▸ **Data for review**
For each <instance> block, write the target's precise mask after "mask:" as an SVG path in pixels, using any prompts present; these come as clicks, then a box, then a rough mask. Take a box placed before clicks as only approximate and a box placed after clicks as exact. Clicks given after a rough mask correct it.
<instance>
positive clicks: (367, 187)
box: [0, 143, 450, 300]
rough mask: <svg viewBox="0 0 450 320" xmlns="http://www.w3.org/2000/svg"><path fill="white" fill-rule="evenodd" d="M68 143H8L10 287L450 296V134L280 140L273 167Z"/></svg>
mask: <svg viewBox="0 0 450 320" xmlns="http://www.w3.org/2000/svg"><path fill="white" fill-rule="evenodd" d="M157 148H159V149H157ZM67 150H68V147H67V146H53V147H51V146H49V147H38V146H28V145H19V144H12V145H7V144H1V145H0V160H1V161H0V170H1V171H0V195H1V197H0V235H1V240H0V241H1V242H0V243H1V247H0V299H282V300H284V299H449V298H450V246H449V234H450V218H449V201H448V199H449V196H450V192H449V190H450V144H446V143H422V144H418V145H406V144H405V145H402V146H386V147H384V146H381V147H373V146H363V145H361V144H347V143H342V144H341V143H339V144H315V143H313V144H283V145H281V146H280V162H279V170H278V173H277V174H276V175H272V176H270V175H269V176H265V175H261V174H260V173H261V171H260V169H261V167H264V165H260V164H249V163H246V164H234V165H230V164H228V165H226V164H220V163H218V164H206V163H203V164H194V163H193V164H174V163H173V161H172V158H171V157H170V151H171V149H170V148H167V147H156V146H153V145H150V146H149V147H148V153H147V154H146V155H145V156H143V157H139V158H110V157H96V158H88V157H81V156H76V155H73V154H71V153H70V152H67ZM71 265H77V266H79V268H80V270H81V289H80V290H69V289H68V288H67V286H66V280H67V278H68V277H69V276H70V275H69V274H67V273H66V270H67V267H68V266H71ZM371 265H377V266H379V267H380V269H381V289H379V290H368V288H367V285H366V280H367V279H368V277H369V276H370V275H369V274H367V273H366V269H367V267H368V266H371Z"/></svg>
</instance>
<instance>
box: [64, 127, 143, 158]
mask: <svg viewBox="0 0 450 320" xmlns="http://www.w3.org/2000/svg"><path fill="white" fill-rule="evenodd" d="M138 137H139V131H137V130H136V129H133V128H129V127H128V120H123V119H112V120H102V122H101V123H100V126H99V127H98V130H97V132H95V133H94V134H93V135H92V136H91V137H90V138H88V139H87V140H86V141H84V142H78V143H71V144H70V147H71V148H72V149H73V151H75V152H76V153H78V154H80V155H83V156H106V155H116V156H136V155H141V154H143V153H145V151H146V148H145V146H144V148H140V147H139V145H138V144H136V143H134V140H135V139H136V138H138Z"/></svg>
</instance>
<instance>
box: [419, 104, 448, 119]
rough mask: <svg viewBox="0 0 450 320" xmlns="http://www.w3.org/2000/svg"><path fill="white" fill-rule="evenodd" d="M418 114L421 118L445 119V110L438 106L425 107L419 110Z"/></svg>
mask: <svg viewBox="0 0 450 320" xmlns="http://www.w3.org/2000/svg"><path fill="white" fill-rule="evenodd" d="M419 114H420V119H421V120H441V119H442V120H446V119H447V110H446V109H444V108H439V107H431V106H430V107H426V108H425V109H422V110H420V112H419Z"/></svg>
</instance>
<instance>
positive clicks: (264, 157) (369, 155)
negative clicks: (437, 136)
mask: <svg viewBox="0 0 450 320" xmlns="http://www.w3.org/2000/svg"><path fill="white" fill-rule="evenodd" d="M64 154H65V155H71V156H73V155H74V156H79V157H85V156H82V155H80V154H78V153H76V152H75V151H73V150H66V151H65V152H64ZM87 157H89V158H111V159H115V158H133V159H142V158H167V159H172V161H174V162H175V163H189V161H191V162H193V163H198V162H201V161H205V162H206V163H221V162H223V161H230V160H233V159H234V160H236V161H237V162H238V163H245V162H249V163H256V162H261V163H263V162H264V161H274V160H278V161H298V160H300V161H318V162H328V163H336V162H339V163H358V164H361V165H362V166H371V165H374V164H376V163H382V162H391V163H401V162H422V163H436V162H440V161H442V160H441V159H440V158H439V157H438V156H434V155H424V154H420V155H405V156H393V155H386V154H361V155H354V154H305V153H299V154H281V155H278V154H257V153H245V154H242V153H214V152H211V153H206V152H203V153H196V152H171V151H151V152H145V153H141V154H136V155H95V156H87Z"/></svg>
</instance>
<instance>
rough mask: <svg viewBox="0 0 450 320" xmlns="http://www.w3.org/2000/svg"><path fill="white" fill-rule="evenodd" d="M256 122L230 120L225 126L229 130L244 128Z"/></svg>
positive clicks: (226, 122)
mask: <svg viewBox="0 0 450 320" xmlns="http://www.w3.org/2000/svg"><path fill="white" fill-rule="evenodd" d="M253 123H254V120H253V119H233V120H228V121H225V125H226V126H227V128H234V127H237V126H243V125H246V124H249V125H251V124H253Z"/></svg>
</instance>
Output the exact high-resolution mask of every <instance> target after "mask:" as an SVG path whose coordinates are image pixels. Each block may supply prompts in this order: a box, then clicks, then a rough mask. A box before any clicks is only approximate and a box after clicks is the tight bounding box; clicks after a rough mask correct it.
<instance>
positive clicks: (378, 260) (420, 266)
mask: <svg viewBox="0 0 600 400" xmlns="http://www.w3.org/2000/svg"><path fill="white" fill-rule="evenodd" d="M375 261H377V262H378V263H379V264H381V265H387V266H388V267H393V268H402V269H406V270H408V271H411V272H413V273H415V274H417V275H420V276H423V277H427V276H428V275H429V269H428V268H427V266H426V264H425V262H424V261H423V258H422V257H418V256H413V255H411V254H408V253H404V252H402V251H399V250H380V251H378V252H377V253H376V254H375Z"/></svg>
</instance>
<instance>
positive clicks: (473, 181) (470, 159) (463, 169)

▸ **What the exercise asks**
Reproduce every line of the data above verbatim, with no changes.

▸ **Answer to the exercise**
For each <instance> block, write the target's precise mask after "mask:" as an SVG path in pixels, using any prompts present; these come as clicks, then a box, then a rough mask. Take a box placed before clicks as only approximate and a box placed after clicks as exact. Clicks given after a rough mask correct it.
<instance>
positive clicks: (367, 187)
box: [0, 143, 450, 300]
rough mask: <svg viewBox="0 0 450 320" xmlns="http://www.w3.org/2000/svg"><path fill="white" fill-rule="evenodd" d="M68 143H8L10 287L450 296V134L280 140L273 167Z"/></svg>
mask: <svg viewBox="0 0 450 320" xmlns="http://www.w3.org/2000/svg"><path fill="white" fill-rule="evenodd" d="M157 148H159V149H157ZM67 150H68V147H67V146H53V147H51V146H49V147H38V146H28V145H19V144H12V145H7V144H1V145H0V160H1V161H0V170H1V171H0V195H1V197H0V235H1V240H0V241H1V242H0V243H1V247H0V299H282V300H284V299H449V298H450V246H449V234H450V218H449V201H448V199H449V196H450V192H449V190H450V144H446V143H422V144H418V145H406V144H405V145H402V146H386V147H384V146H381V147H373V146H363V145H361V144H347V143H342V144H341V143H339V144H315V143H313V144H283V145H281V146H280V162H279V170H278V173H277V174H276V175H272V176H270V175H269V176H265V175H261V174H260V173H261V171H260V169H261V167H264V165H260V164H249V163H246V164H234V165H230V164H228V165H226V164H220V163H218V164H206V163H203V164H194V163H193V164H174V163H173V161H172V158H171V157H170V151H171V149H170V148H167V147H156V146H153V145H150V146H149V147H148V153H147V154H146V155H145V156H143V157H139V158H110V157H96V158H88V157H81V156H76V155H73V154H71V153H70V152H67ZM71 265H77V266H79V268H80V270H81V289H80V290H69V289H68V288H67V286H66V280H67V278H68V277H69V276H70V275H69V274H67V273H66V270H67V267H68V266H71ZM371 265H377V266H379V267H380V269H381V289H379V290H368V288H367V285H366V280H367V279H368V277H369V276H370V275H369V274H367V273H366V269H367V267H368V266H371Z"/></svg>
</instance>
<instance>
box: [64, 127, 143, 158]
mask: <svg viewBox="0 0 450 320" xmlns="http://www.w3.org/2000/svg"><path fill="white" fill-rule="evenodd" d="M138 137H139V131H137V130H136V129H133V128H129V127H128V120H123V119H112V120H102V122H101V123H100V126H99V127H98V130H97V132H95V133H94V134H93V135H92V136H91V137H90V138H88V139H87V140H86V141H84V142H78V143H71V144H70V147H71V148H72V149H73V151H75V152H76V153H78V154H80V155H83V156H106V155H116V156H136V155H141V154H143V153H145V151H146V148H145V146H144V148H140V147H139V145H138V144H136V143H134V140H135V139H136V138H138Z"/></svg>
</instance>
<instance>
box: [419, 104, 448, 119]
rough mask: <svg viewBox="0 0 450 320" xmlns="http://www.w3.org/2000/svg"><path fill="white" fill-rule="evenodd" d="M418 114L421 118L445 119V110L438 106L425 107L419 110Z"/></svg>
mask: <svg viewBox="0 0 450 320" xmlns="http://www.w3.org/2000/svg"><path fill="white" fill-rule="evenodd" d="M419 114H420V119H421V120H441V119H442V120H446V119H447V110H446V109H444V108H439V107H431V106H430V107H426V108H425V109H422V110H420V112H419Z"/></svg>
</instance>
<instance>
positive clicks: (264, 157) (369, 155)
negative clicks: (437, 136)
mask: <svg viewBox="0 0 450 320" xmlns="http://www.w3.org/2000/svg"><path fill="white" fill-rule="evenodd" d="M64 154H65V155H71V156H73V155H74V156H79V157H85V156H82V155H80V154H78V153H76V152H75V151H73V150H66V151H65V152H64ZM87 157H89V158H111V159H115V158H133V159H142V158H167V159H172V161H174V162H175V163H189V161H191V162H193V163H198V162H201V161H205V162H206V163H221V162H223V161H230V160H233V159H234V160H236V161H237V162H238V163H245V162H249V163H256V162H261V163H263V162H264V161H274V160H278V161H298V160H300V161H318V162H328V163H336V162H339V163H358V164H361V165H362V166H371V165H374V164H376V163H382V162H391V163H401V162H422V163H436V162H440V161H442V160H441V159H440V158H439V157H438V156H434V155H424V154H420V155H405V156H393V155H386V154H361V155H354V154H305V153H299V154H281V155H278V154H257V153H245V154H242V153H214V152H211V153H206V152H203V153H196V152H171V151H151V152H145V153H141V154H136V155H95V156H87Z"/></svg>
</instance>
<instance>
rough mask: <svg viewBox="0 0 450 320" xmlns="http://www.w3.org/2000/svg"><path fill="white" fill-rule="evenodd" d="M256 122L230 120L225 126L229 130L244 128Z"/></svg>
positive clicks: (226, 122)
mask: <svg viewBox="0 0 450 320" xmlns="http://www.w3.org/2000/svg"><path fill="white" fill-rule="evenodd" d="M253 123H254V120H253V119H233V120H228V121H225V125H226V126H227V128H234V127H237V126H243V125H246V124H249V125H251V124H253Z"/></svg>
</instance>
Output the exact high-resolution mask of every <instance> target after "mask:" as an SVG path whose coordinates are image pixels. Each block may supply prompts in this order: a box, then clicks, then a rough mask. A box before any clicks is only approximate and a box after clicks is the tight bounding box; clicks after a rough mask correct it.
<instance>
positive clicks: (378, 260) (420, 266)
mask: <svg viewBox="0 0 600 400" xmlns="http://www.w3.org/2000/svg"><path fill="white" fill-rule="evenodd" d="M375 261H377V262H378V263H379V264H381V265H387V266H388V267H393V268H402V269H406V270H408V271H411V272H413V273H415V274H417V275H420V276H423V277H427V276H428V275H429V269H428V268H427V266H426V264H425V262H424V261H423V258H422V257H418V256H413V255H411V254H408V253H404V252H402V251H399V250H380V251H378V252H377V253H376V254H375Z"/></svg>
</instance>
<instance>
positive clicks: (473, 181) (470, 159) (463, 169)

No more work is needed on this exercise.